== Direction 1 ==
Answer these questions from the HELEX-RC passage.
(a) By how much does HELEX-RC increase the performance of the benchmarks?
(b) How many cores do mobile phones and laptops contain?
(c) When 50% of a program's time is spent in sequential loops, what is the largest possible speedup?
== Direction 2 ==
Please retype the HELEX-RC passage word for word, from "So, in general, these" up to and including "only 2–4 cores.".

== Extract provided ==

_____

The following paper proposes a modest hardware extension to support a new parallel execution model for small, non-numeric loops. Under realistic assumptions, HELEX-RC increases the performance of a handful of well-known, non-numeric benchmarks by over a factor of 6. Many programs contain similar loops and might benefit as well. Although the hardware is simple, it requires pervasive changes to the software stack because the feature is tied to a specific execution model. Existing compiled programs will not benefit from HELEX.
The authors, however, present a powerful argument for paying this price. Short, non-numeric loops are very common, but have long been considered poor candidates for parallel execution. Each of their iterations typically runs for a short amount of time (in the benchmarks, 25 clock cycles on the average, 50% requiring 10 or few clock cycles). Moreover, non-numeric loops commonly execute conditional branches, so their execution behavior is data dependent. Neither consideration is fatal by itself, but these loops also pass values among iterations. It is difficult to analyze these loop-carried dependencies and to generate low-overhead code that respects them.
So, in general, these loops run sequentially. In the era when computer performance doubled every two years, sequential execution was not a pressing problem. But, CPU clock speed stopped increasing over a decade ago, and multicore parallelism became the preferred approach to utilize the additional transistors provided by Moore's Law. But, today, this parallelism is not widely used outside of datacenters. Mobile phones and laptops contain only 2–4 cores.
Much of the software that runs on these platforms is non-numeric and contains loops with short, data-dependent bodies. The authors argue that our inability to parallelize these loops is a fundamental impediment to exploiting parallel hardware. Amdahl's Law relates the parallel speedup of a program to the fraction of its execution that is sequential. In a program with 50% of its time spent in sequential loops, even with perfect parallelization of the other code, the largest possible speedup is 2. Clearly something must be done with these non-numeric loops.
HELEX-RC is a simple hardware extension that reduces or eliminates communication overhead.

_____

== Excerpted records ==
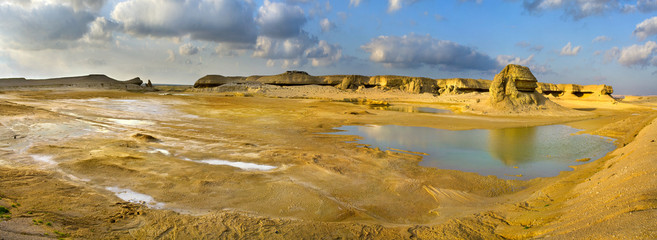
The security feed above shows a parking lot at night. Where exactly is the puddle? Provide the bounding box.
[32,155,57,165]
[186,159,276,171]
[107,118,155,126]
[370,105,453,113]
[330,125,615,179]
[148,148,171,156]
[230,153,260,158]
[105,187,164,209]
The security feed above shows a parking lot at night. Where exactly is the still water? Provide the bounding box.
[333,125,615,179]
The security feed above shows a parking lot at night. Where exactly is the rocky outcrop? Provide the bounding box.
[194,69,613,102]
[436,78,491,94]
[369,75,438,93]
[536,83,614,99]
[194,75,246,88]
[489,64,549,111]
[0,74,148,90]
[254,71,326,86]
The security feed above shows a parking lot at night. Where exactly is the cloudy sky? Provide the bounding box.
[0,0,657,94]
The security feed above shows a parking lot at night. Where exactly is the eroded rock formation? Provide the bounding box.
[0,74,144,90]
[194,68,613,101]
[489,64,549,111]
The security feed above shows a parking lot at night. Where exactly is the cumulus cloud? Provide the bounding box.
[319,18,335,32]
[388,0,419,13]
[516,41,532,48]
[0,2,95,50]
[167,50,176,62]
[361,34,497,70]
[632,17,657,41]
[253,32,342,68]
[2,0,107,11]
[616,41,657,67]
[529,45,544,52]
[111,0,257,42]
[178,43,199,56]
[256,0,308,38]
[636,0,657,13]
[523,0,655,20]
[559,42,582,56]
[82,17,119,45]
[593,35,611,42]
[495,54,534,66]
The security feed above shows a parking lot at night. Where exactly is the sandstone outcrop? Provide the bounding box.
[0,74,149,90]
[489,64,549,112]
[194,75,246,88]
[436,78,491,94]
[194,69,613,101]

_____

== Exercise response 1 ==
(a) By over a factor of 6.
(b) 2–4 cores.
(c) 2.

== Exercise response 2 ==
So, in general, these loops run sequentially. In the era when computer performance doubled every two years, sequential execution was not a pressing problem. But, CPU clock speed stopped increasing over a decade ago, and multicore parallelism became the preferred approach to utilize the additional transistors provided by Moore's Law. But, today, this parallelism is not widely used outside of datacenters. Mobile phones and laptops contain only 2–4 cores.